Página –
****

O que se tem passado no Sporting é o mais recente exemplo do estado do Estado de Direito. Não se cumprem regras e, pior, nem se percebem quais são, tal é o ruído. O Benfica não está melhor como se soube esta semana, no centro de uma investigação por branqueamento e fraude fiscal.

Depois de se ter andado durante anos a pactuar com a violência nos estádios, depois de se considerar normal o comportamento das claques e envolver até polícia para os escoltar, depois de terem morrido pessoas, chegou-se a este triste espectáculo no Sporting em que venha o diabo e escolha. Cada uma das partes em confronto tem de fingir que desconhece o curriculum de quem apresenta como salvador, para que se salve alguma coisa.

Há anos que o futebol, a banca e os construtores civis são um poder em Portugal que parece meter medo a alguns e mereceu a cumplicidade dos mais variados poderes. A banca foi o centro desse cancro, foi ela que alimentou os clubes praticamente falidos, emprestando mesmo quando não conseguia emprestar a ninguém – basta ver a história das emissões obrigacionistas do Sporting – e criando um país de endividados com crédito à habitação que, do outro lado, tinha os construtores civis. Construtores estes, que como vamos sabendo, também tinham ligações aos clubes ou pagavam chorudas “liberalidades”, como se viu no caso de Ricardo Salgado.

****

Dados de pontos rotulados
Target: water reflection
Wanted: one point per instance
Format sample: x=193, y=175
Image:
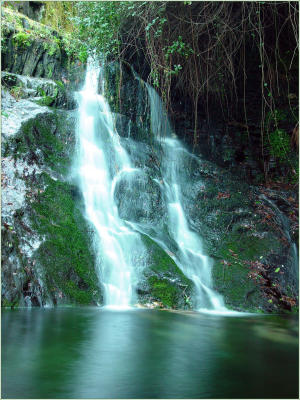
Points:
x=94, y=353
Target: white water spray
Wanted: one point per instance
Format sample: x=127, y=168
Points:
x=101, y=163
x=190, y=257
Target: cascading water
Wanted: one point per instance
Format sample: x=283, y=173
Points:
x=190, y=258
x=101, y=163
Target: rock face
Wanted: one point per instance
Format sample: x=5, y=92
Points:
x=46, y=251
x=47, y=255
x=32, y=49
x=248, y=234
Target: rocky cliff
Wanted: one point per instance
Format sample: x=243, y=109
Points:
x=249, y=231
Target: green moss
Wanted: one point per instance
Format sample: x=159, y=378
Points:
x=231, y=278
x=165, y=281
x=65, y=255
x=11, y=304
x=45, y=101
x=52, y=135
x=164, y=292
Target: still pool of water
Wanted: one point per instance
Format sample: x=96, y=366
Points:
x=97, y=353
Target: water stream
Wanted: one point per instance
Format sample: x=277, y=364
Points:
x=102, y=162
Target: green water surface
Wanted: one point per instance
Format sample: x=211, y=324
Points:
x=97, y=353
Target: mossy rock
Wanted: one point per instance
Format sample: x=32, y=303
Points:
x=163, y=281
x=231, y=271
x=65, y=255
x=47, y=140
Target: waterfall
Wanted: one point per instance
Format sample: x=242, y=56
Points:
x=190, y=257
x=100, y=164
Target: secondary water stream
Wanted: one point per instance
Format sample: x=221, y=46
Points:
x=102, y=162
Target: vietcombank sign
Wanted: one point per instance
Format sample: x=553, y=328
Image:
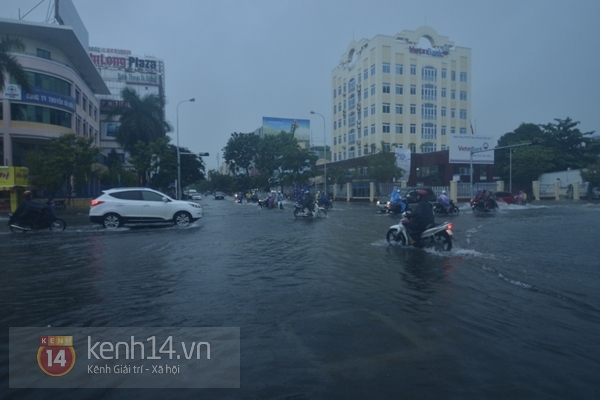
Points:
x=461, y=147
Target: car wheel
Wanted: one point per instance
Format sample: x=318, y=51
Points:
x=182, y=218
x=112, y=221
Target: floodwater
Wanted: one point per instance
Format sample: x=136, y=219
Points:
x=326, y=308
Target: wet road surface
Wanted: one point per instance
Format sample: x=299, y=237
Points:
x=326, y=308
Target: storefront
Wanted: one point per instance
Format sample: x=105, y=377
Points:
x=13, y=182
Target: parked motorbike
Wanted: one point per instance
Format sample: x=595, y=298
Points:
x=440, y=210
x=301, y=212
x=392, y=208
x=35, y=220
x=484, y=205
x=435, y=234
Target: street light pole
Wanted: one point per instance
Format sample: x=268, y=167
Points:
x=178, y=154
x=324, y=149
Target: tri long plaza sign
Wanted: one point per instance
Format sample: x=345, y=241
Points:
x=462, y=146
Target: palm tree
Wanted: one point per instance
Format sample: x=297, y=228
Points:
x=9, y=64
x=142, y=119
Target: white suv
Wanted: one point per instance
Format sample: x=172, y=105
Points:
x=115, y=207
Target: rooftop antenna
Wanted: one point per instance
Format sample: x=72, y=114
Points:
x=20, y=18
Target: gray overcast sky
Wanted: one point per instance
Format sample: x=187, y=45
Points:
x=532, y=60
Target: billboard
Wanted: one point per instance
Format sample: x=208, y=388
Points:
x=462, y=145
x=300, y=127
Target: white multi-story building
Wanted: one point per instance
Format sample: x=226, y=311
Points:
x=411, y=90
x=119, y=68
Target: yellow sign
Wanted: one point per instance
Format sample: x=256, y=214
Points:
x=13, y=176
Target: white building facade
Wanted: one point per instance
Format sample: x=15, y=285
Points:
x=121, y=69
x=64, y=87
x=411, y=90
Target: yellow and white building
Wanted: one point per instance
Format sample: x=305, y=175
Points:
x=411, y=90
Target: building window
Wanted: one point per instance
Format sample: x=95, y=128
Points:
x=351, y=101
x=44, y=115
x=351, y=136
x=41, y=53
x=351, y=85
x=428, y=111
x=428, y=131
x=429, y=92
x=429, y=74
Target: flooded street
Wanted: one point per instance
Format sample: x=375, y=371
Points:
x=326, y=308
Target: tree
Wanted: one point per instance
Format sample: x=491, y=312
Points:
x=9, y=64
x=68, y=161
x=141, y=120
x=240, y=150
x=382, y=167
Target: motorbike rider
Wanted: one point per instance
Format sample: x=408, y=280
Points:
x=307, y=202
x=420, y=218
x=444, y=200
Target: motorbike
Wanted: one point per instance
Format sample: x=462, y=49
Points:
x=300, y=212
x=484, y=205
x=264, y=203
x=392, y=208
x=440, y=210
x=435, y=234
x=35, y=220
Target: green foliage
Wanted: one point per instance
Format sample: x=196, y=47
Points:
x=9, y=64
x=68, y=160
x=240, y=150
x=382, y=166
x=556, y=147
x=142, y=120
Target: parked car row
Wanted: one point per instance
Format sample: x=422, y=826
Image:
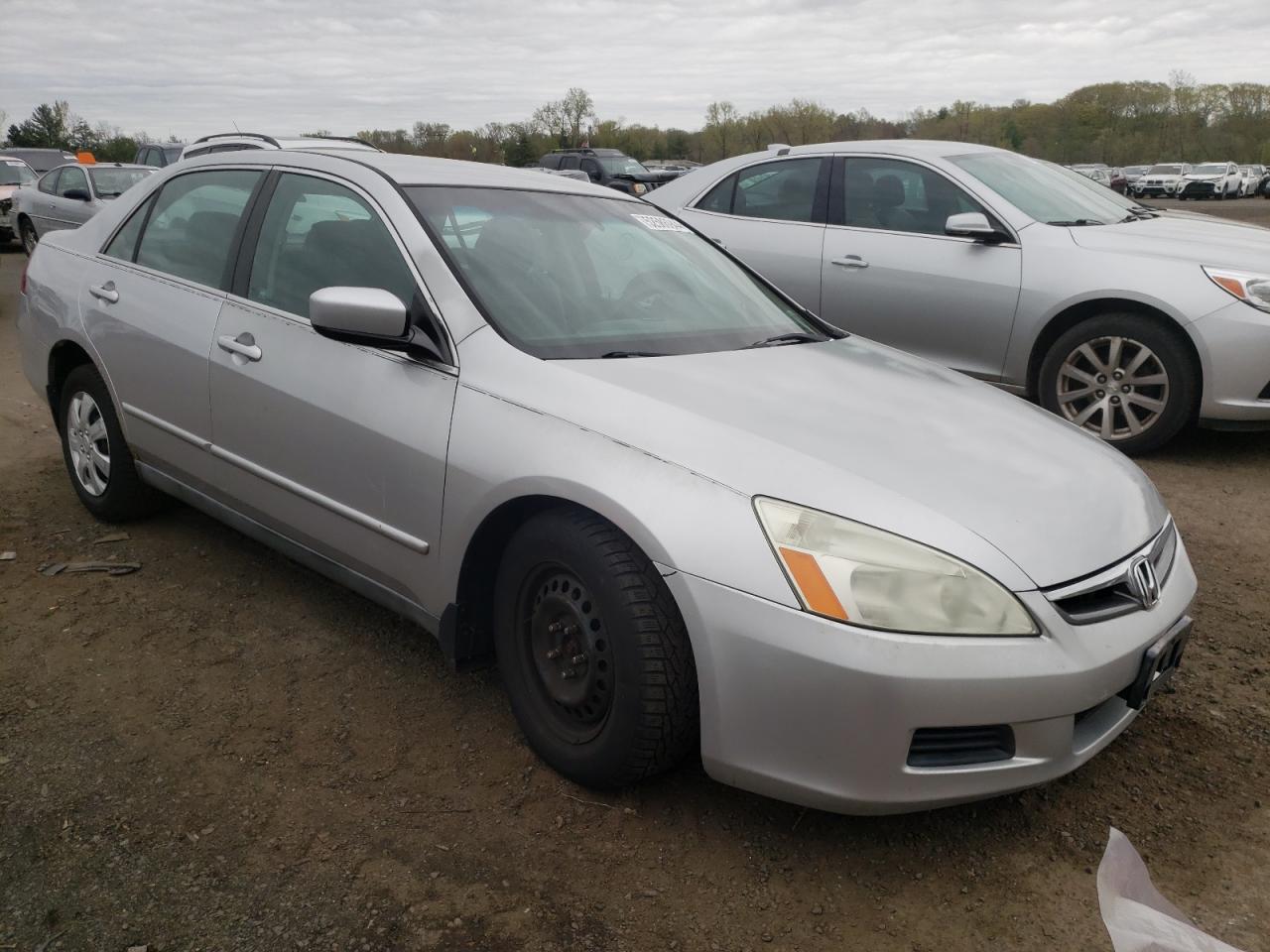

****

Segundo o texto sobre o Sporting e o Estado de Direito, por que razão cada uma das partes em confronto tem de fingir que desconhece o curriculum de quem apresenta como salvador? Responda em uma a três frases.

Cada uma das partes tem de fingir esse desconhecimento para que se salve alguma coisa.